━━━━━ Geciteerde tekst ━━━━━
Liever bedreigd door een Marokkaan dan door een manager!
Ik zal me even voorstellen, zes jaar in MBO, zij-instromer, haal prima resultaten met N1/N2, 80% stroomt door naar een hoger niveau (N3). Nauwelijks dropouts maar het management haalt deze resultaten onderuit. Schrijf hier onder een schuilnaam, ben onder curatele gesteld door mijn directie.
Voor mij zijn de BONpunten nieuw, maar gaan niet ver genoeg. Het is allemaal nog erger, maar met name de opstelling van veel managers is rampzalig voor het MBO-onderwijs:
* Geef docent vak terug.
Commentaar Corneille (CC): maar vergroot de aandacht voor sociale en organisatorische vaardigheden.
* Onderwijs door hoogopgeleide docenten.
CC: geef intrinsieke motivatie net zoveel aandacht als die voor vaardigheden.
* Onderwijsbudget moet gaan naar het primaire proces.
CC: Amen! Kosten primair proces zijn bij ons ROC 40% van het totaal. De effectieve aandacht voor het leren ligt thans onder de 15% van de beschikbare tijd. Onderwijs wordt een marginaal gebeuren.
* Management in dienst van het primaire proces.
CC: Amen! Het management vindt nu op het achterhandje allerlei bureaucratie uit. Het doet nauwelijks iets aan facilitering. Managers zijn alleen betrokken op hun positie. Hoge uitval hangt samen met de overdracht van zinloze ballast door ‘t management.
* Zeggenschap moet liggen bij leraren en docenten.
CC: Amen! Besturen van ROC’s (CvB’s) moeten een veel hoger democratisch gehalte gaan krijgen.
━━━━━
== Opdrachten ==
1. Neem uit de geciteerde tekst woordelijk over: van "CC: Amen! Kosten" tot en met "leraren en docenten.".
2. Hoeveel procent van het totaal bedragen volgens de geciteerde tekst de kosten van het primaire proces bij het ROC van de schrijver?
De items zijn afkomstig uit een andere bron.
━━━━━ Gegevens ━━━━━
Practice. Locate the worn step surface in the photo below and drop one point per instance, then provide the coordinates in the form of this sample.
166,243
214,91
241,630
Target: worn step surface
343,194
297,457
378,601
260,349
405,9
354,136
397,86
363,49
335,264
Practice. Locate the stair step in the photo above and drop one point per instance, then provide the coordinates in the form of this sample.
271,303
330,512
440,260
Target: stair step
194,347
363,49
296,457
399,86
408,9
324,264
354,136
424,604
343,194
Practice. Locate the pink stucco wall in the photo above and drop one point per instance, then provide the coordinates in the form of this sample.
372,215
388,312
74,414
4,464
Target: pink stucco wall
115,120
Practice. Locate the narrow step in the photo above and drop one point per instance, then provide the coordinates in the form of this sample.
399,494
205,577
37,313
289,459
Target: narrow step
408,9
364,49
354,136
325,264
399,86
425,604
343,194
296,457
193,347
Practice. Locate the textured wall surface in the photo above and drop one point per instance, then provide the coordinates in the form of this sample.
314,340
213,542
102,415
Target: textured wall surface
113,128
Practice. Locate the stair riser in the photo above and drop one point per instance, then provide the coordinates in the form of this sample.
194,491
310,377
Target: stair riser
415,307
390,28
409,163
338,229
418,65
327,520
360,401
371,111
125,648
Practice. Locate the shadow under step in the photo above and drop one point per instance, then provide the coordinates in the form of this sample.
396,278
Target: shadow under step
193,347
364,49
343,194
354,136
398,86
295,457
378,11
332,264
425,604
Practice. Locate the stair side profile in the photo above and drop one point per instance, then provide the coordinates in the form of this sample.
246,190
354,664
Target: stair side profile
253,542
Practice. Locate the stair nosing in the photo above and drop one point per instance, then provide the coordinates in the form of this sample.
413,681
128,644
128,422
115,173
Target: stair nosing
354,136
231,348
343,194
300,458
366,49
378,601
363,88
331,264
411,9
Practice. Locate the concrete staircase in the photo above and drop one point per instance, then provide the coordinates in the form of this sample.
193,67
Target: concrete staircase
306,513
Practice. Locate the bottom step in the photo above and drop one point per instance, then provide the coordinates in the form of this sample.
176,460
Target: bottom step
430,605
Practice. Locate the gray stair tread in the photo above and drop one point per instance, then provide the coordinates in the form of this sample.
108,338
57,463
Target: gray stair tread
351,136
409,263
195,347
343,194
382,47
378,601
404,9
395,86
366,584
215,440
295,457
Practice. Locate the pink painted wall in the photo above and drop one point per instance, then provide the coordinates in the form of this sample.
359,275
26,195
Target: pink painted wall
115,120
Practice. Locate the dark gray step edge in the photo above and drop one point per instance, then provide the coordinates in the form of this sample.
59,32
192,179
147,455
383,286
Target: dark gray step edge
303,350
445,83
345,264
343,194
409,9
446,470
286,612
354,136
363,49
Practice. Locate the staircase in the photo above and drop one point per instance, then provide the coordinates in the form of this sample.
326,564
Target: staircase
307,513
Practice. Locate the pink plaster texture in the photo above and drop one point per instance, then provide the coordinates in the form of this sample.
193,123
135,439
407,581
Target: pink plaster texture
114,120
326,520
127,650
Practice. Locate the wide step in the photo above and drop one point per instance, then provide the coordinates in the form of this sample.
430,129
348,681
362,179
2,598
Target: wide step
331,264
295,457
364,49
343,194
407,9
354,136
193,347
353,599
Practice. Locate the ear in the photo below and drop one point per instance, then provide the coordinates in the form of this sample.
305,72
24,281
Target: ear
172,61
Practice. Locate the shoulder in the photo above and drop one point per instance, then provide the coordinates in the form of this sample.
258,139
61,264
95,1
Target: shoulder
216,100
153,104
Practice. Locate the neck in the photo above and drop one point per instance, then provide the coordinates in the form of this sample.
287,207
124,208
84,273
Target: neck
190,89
━━━━━
== Uitwerkingen ==
1.
CC: Amen! Kosten primair proces zijn bij ons ROC 40% van het totaal. De effectieve aandacht voor het leren ligt thans onder de 15% van de beschikbare tijd. Onderwijs wordt een marginaal gebeuren.
* Management in dienst van het primaire proces.
CC: Amen! Het management vindt nu op het achterhandje allerlei bureaucratie uit. Het doet nauwelijks iets aan facilitering. Managers zijn alleen betrokken op hun positie. Hoge uitval hangt samen met de overdracht van zinloze ballast door ‘t management.
* Zeggenschap moet liggen bij leraren en docenten.

2. 40% van het totaal.